» **Prompt**
Below are the entries. Transcribe exactly the lines from the one with "Annotation task — annotate the concrete" through the one with "Target: blue backpack", ends included, and leave out all others.

» **Excerpted records**
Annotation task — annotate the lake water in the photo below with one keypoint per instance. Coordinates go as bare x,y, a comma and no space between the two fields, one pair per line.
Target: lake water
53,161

--

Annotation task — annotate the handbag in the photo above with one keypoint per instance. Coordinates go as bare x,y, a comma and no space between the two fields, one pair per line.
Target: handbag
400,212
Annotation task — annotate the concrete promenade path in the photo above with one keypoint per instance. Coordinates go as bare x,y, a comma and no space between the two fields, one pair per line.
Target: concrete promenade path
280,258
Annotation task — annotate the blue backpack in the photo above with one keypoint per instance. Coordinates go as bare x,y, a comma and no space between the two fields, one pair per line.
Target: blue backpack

* * *

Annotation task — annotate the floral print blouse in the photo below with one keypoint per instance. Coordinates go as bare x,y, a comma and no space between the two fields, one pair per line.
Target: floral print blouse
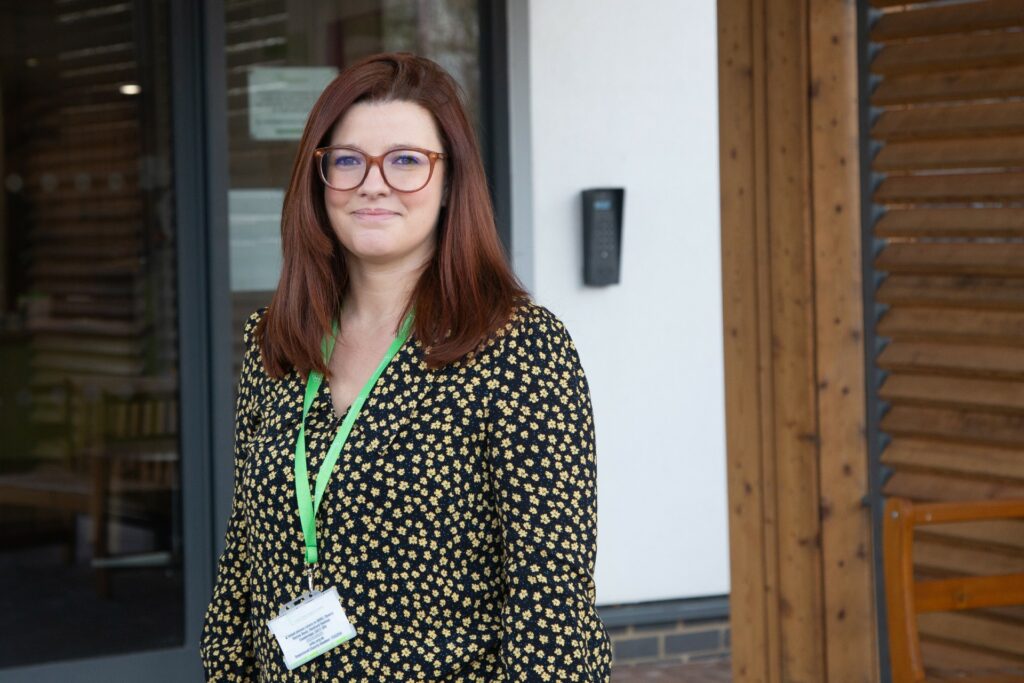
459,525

» **Response below**
Annotation task — annotate the concrete promenade path in the photo above with one keypoint per instance. Coordinates go as bare x,y, a comma and no space between the two fields, one pair per line.
Target: concrete promenade path
280,258
Annotation task — annotate the blue backpack in the photo above with one keypoint per instance. Coordinates go as bare x,y, a comma and no space between the two fields, one pair per line.
Target: blue backpack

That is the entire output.